TEXT.
It could be one of the largest issues facing the midstream sector of the U.S. natural gas industry. Some say it’s the proverbial elephant in the room, the issue that people are generally aware of but most don’t know how to address.

How will gas pipelines continue to earn an acceptable return on their investments during these early years of the shale gas revolution? What is the risk of transportation contracts rendered unprofitable, either seasonally or regionally, to pipeline investors, shareholders, shippers and consumers of natural gas? There is no doubt that the shale boom is a positive development, however it has and will continue to have a ripple effect throughout the nation with its dark side affecting a host of industry participants.

Pipeline 101

Today’s market reality has its roots in the U.S. pipeline policy and regulatory revolution of the mid-1980s and early 1990s. That period was marked by a Federal Energy Regulatory Commission (FERC) effort to encourage market solutions for resource-allocation problems. The FERC issued three precedent-setting orders—436, 500 and 636—that would change the landscape for interstate pipeline economics.

FERC wanted to create a vibrant market for interstate pipeline transportation capacity between producing regions and consuming regions of the country. One policy “backbone” of that effort rested on the requirement that pipeline shippers commit to long-term, 10-year firm transportation contracts. The FERC reasoned that long-term commitments, which incorporated mandatory shipper demand charges (use it or pay for it) would incentivize pipelines to build and expand their asset base for a FERC guaranteed rate of return.

Those market solutions required pipelines to operate under a cost-of-service financial model. That is, interstate pipelines could earn a FERC agreed-upon rate of return on their investment, but it all had to relate to and be founded upon what the true cost of providing that service would be for potential shippers.

That model and system worked well when pipelines were in a monopoly position and potential shippers had few options. But what would happen down the road when shippers were asked to renew their original 10-year firm transportation commitments in a world with more pipeline and production options?

The cost-of-service model is a “broken pricing model for pipelines facing decontracting in the shale era” Tom Price, former vice president of Colorado Interstate Gas (CIG) and now principal at Global Infrastructure Partners, tells Midstream Business. Price began to make that case to the FERC as far back as 2003.

In hindsight, his prediction was prophetic. It’s an understatement to say that a lot has changed in the gas market these past 10 years. It obviously hasn’t taken 10 years to see pricing relationships between production areas and market areas change dramatically.

“Imagine a business model that promotes the construction of pipelines in an effort to take advantage of regional pricing differentials,” Rick Smead, director of energy at Navigant Consulting, a global expert services firm, tells Midstream Business. “Once the pipeline is in service the price differentials either narrow or disappear altogether … That’s a tough business model to sustain, and it’s been exacerbated by new shale gas.”

REQUIRED TASK 1. Reproduce the passage of the pipeline article word for word, starting with "It could be" and going on through "of industry participants.".
REQUIRED TASK 2. Pick up the pipeline article after its final sentence and keep writing it.

INFORMATION SUPPLIED.
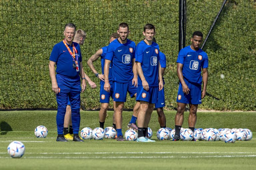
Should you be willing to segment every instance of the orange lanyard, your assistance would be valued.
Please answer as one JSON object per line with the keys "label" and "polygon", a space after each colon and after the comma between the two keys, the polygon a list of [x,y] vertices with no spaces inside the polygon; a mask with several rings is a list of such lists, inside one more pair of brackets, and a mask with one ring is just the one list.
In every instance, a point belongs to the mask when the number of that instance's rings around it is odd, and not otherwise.
{"label": "orange lanyard", "polygon": [[[75,54],[75,51],[76,52],[76,53],[77,53],[77,50],[76,49],[76,47],[75,47],[75,46],[74,46],[74,43],[73,43],[73,52],[72,53],[72,52],[71,51],[71,50],[69,48],[69,47],[68,47],[68,45],[67,44],[67,43],[66,42],[66,41],[65,41],[65,40],[64,39],[63,40],[63,43],[64,43],[64,44],[65,45],[65,46],[66,46],[66,47],[67,47],[67,49],[68,49],[68,52],[69,52],[69,53],[70,54],[70,55],[71,56],[73,57],[72,57],[72,58],[73,59],[73,61],[75,61],[75,59],[76,58],[76,55]],[[77,55],[76,56],[76,61],[78,61],[78,58],[77,58]]]}

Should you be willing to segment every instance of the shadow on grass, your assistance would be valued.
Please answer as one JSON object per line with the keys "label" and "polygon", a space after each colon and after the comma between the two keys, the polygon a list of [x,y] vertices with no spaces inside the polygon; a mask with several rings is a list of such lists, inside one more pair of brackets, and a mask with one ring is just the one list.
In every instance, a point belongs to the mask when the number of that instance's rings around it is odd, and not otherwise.
{"label": "shadow on grass", "polygon": [[8,131],[12,131],[12,127],[5,122],[2,122],[0,123],[0,135],[4,135],[7,134]]}

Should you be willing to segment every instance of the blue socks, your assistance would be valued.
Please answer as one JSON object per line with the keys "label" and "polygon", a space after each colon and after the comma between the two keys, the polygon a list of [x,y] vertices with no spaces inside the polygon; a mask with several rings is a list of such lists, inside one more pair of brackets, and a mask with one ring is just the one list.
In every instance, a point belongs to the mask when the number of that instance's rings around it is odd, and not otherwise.
{"label": "blue socks", "polygon": [[117,133],[117,137],[123,136],[123,133],[122,133],[122,129],[116,129],[116,132]]}
{"label": "blue socks", "polygon": [[130,122],[130,124],[135,124],[136,123],[136,121],[137,120],[137,117],[135,117],[133,115],[132,117],[132,119],[131,119],[131,121]]}

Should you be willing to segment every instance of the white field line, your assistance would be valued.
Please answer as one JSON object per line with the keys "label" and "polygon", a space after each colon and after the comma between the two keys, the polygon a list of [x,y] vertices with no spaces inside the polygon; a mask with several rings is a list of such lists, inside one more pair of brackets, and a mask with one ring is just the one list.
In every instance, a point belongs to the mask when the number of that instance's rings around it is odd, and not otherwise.
{"label": "white field line", "polygon": [[[256,157],[256,155],[222,155],[222,156],[65,156],[65,157],[55,157],[55,156],[24,156],[23,159],[169,159],[173,158],[232,158],[232,157]],[[11,158],[11,157],[0,156],[0,158]]]}
{"label": "white field line", "polygon": [[[0,152],[0,154],[6,154],[6,152]],[[256,152],[43,152],[43,153],[35,153],[35,152],[25,152],[26,154],[254,154]]]}
{"label": "white field line", "polygon": [[[11,142],[13,141],[13,140],[5,140],[0,141],[0,142]],[[23,142],[51,142],[50,141],[31,141],[29,140],[19,140],[19,141]]]}

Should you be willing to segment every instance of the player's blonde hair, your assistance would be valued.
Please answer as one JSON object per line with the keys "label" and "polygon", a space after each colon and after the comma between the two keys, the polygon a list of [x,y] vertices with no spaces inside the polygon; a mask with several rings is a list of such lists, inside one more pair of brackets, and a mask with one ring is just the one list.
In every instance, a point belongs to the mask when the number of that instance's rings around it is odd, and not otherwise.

TASK ANSWER 1.
It could be one of the largest issues facing the midstream sector of the U.S. natural gas industry. Some say it’s the proverbial elephant in the room, the issue that people are generally aware of but most don’t know how to address.

How will gas pipelines continue to earn an acceptable return on their investments during these early years of the shale gas revolution? What is the risk of transportation contracts rendered unprofitable, either seasonally or regionally, to pipeline investors, shareholders, shippers and consumers of natural gas? There is no doubt that the shale boom is a positive development, however it has and will continue to have a ripple effect throughout the nation with its dark side affecting a host of industry participants.

TASK ANSWER 2.
Root of the problem

Becca Followill, senior managing director with U.S. Capital Advisors, updated a study last year on firm transportation- contract capacity on long-haul interstate and regional pipelines.

“Our reviews were driven by investor concern and questions around gas pipeline risk given changing gas flows and a much more proactive FERC,” Followill said in the study.

She and her staff identified the expiration date on each and every pipeline’s firm transportation contract. She reported, “of the pipelines we analyzed, 64% have more than 50% of their firm transportation contracts up for renewal by 2015.”

That unilateral right to renew would be the pipeline shipper’s sole decision—a decision obviously influenced by market forces. The key question for each shipper is whether or not, over the long term, would a higher price be received by committing to 10 years of firm transportation? That answer, in many cases, has been negatively affected by new market-area shale gas production.

Ten years ago, few people could have imagined the birth of new gas-production areas near some of the largest market areas in the U.S.—all thanks to the shale gas revolution.

How does a long-haul pipeline respond when production is suddenly discovered in its market area, rendering firm transportation spreads uneconomical? Are the historical cost-of-service calculations and profit margins suddenly irrelevant and discarded?

Perhaps no group of shippers on one pipeline appreciates that financial exposure more than the legacy, firm-transportation shippers on Rockies Express (REX) Pipeline.

REX could be the poster child for the midstream industry’s need for a new regulatory pricing model. REX’s future may be more in question than other pipelines, but nearly every pipeline in the country will face some degree or variation of the decontracting problems facing REX.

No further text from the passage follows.